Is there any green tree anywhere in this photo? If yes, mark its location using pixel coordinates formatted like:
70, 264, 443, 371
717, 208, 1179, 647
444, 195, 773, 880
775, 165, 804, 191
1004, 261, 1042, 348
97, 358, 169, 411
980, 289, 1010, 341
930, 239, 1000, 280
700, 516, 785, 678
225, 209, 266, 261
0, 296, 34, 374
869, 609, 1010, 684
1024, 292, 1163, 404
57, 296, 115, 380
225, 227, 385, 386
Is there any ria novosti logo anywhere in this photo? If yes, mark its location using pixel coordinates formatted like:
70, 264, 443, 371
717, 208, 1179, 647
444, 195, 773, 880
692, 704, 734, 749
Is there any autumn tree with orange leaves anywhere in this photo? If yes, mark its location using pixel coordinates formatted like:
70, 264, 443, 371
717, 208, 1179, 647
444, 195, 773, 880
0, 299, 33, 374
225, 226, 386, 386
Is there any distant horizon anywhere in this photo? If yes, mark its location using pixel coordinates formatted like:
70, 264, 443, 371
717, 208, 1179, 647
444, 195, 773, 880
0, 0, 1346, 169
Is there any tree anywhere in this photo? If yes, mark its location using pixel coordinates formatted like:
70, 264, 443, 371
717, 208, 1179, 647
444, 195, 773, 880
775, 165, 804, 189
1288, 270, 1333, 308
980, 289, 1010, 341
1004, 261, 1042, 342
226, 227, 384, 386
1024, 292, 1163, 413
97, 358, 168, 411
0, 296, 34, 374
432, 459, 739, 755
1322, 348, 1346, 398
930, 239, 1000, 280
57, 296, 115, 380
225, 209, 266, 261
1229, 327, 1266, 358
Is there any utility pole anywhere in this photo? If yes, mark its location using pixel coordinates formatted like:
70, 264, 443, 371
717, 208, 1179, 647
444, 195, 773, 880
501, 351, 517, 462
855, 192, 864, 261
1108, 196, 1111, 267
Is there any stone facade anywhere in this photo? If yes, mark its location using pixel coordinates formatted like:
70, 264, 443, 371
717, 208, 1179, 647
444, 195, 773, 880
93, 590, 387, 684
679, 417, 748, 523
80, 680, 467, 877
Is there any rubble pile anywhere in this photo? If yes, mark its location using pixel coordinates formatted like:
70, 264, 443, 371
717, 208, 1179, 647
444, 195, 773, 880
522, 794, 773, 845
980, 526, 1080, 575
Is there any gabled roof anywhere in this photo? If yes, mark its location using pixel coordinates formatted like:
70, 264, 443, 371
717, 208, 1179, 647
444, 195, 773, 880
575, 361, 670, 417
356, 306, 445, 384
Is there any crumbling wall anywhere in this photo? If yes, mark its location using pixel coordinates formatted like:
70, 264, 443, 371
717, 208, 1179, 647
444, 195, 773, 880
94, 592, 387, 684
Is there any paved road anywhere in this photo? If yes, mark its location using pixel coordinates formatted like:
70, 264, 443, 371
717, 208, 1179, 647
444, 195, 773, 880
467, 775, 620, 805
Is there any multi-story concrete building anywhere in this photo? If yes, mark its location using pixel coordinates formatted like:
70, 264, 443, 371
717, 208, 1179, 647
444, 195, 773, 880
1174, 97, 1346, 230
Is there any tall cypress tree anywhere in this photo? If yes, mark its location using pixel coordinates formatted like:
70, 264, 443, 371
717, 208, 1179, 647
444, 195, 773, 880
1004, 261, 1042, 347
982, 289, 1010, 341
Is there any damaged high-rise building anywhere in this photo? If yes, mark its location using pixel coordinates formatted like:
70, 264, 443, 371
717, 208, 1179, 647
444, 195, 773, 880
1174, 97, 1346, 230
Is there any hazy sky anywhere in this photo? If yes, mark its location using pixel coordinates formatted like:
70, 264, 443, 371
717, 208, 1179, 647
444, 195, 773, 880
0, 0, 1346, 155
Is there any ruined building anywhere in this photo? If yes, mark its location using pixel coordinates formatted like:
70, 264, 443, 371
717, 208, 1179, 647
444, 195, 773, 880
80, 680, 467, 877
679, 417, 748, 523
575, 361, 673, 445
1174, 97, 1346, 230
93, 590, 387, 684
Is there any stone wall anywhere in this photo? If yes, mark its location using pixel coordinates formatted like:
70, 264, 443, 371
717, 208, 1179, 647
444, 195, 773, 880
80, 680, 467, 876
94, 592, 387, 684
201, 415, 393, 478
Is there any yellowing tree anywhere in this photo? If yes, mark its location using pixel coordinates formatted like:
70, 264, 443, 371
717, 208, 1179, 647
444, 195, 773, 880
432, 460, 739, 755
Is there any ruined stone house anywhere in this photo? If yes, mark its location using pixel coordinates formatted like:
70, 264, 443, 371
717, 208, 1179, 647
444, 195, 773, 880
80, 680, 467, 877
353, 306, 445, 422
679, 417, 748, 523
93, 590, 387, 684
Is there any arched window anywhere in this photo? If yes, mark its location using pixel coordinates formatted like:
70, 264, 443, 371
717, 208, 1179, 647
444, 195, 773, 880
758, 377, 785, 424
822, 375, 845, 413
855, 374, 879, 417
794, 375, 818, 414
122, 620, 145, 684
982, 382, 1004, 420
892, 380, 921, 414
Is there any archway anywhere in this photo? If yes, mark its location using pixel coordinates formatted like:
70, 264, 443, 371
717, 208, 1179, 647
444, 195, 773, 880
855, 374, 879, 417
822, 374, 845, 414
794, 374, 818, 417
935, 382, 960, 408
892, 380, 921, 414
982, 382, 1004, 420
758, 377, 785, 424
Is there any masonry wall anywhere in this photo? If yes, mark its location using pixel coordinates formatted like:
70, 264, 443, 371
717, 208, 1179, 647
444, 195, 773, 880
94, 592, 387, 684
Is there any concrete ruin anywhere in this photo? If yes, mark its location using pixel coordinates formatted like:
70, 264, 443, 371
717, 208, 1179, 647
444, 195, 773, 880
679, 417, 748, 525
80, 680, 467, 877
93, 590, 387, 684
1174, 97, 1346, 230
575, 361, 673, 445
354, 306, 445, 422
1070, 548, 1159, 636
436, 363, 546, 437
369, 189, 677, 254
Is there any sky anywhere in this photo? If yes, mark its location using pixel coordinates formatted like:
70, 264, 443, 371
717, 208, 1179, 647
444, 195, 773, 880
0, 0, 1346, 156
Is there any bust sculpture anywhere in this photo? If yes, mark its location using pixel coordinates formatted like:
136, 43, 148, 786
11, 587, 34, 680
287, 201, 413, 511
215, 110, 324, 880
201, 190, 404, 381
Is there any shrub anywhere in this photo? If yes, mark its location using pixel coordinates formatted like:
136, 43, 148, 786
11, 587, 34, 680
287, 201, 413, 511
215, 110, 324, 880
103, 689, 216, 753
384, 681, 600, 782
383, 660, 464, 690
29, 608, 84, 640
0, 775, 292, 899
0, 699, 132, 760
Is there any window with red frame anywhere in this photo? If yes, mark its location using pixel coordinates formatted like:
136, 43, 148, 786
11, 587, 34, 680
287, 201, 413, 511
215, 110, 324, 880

----------

_Short task_
Quote, word for word, every line starting at the one that contains "Is there any bust" and ending with the final line of the entries.

_Result of this exercise_
Is there any bust sculpture anywhere in this photo? If yes, mark its location using pixel coordinates formatted like:
136, 43, 148, 786
11, 587, 34, 680
287, 201, 413, 511
215, 110, 324, 880
201, 190, 404, 381
Is there any shrub anywhere in this photo? If yes, mark its location using pixel coordinates formatted like:
136, 43, 148, 786
11, 587, 34, 680
287, 201, 413, 511
215, 110, 324, 880
103, 689, 216, 753
384, 681, 600, 782
383, 660, 464, 690
29, 608, 84, 640
0, 775, 292, 899
0, 699, 132, 760
Is there any window with red frame anywhere in this photo? If yes, mark its location using pixel coordinates formatted like:
136, 43, 148, 786
11, 587, 34, 680
287, 201, 413, 511
215, 110, 324, 880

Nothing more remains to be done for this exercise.